Instructions for the task:
Start with the first line of the records below. Output each line exactly, ending with the one that contains "An instance may".

Records shown:

________

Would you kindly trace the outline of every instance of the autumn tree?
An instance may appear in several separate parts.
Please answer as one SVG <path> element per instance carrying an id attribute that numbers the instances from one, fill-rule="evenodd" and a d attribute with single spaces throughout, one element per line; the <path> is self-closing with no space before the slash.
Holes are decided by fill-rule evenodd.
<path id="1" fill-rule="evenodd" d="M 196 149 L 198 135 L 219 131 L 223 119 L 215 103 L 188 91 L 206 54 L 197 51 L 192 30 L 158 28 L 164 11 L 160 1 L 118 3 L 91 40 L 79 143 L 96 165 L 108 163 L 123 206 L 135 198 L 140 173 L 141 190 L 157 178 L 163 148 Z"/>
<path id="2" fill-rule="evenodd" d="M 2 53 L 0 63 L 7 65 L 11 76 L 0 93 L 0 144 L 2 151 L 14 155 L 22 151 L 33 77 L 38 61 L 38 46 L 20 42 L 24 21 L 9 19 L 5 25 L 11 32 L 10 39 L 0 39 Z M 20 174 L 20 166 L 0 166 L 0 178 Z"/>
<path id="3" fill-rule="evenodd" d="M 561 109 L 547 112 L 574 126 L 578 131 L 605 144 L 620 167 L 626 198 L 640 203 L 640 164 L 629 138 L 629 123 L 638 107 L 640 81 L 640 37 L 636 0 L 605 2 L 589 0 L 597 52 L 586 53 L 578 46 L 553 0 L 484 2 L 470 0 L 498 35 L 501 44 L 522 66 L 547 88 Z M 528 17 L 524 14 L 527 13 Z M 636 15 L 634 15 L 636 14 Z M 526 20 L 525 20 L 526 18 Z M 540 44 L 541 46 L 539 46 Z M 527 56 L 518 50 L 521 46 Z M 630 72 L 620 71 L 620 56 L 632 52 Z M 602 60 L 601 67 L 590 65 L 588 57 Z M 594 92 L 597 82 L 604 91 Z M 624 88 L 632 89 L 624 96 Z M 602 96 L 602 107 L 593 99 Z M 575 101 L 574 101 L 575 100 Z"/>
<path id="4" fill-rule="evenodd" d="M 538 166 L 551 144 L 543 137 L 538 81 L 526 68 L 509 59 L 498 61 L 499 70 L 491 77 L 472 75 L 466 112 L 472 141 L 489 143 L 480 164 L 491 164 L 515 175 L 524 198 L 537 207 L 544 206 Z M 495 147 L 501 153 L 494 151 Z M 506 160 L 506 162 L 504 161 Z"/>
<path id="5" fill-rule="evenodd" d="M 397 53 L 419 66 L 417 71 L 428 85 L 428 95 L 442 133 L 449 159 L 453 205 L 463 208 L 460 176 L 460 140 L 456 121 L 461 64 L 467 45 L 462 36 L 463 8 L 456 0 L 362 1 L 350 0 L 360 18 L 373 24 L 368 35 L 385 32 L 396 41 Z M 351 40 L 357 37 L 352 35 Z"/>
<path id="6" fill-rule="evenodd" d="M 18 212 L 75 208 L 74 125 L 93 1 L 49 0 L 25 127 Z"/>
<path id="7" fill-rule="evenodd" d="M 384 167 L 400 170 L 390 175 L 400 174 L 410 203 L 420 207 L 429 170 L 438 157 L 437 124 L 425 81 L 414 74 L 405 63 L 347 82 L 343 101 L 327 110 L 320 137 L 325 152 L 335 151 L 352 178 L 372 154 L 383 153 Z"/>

________

Task output:
Would you kindly trace the outline of every instance of the autumn tree?
An instance may appear in several separate parts.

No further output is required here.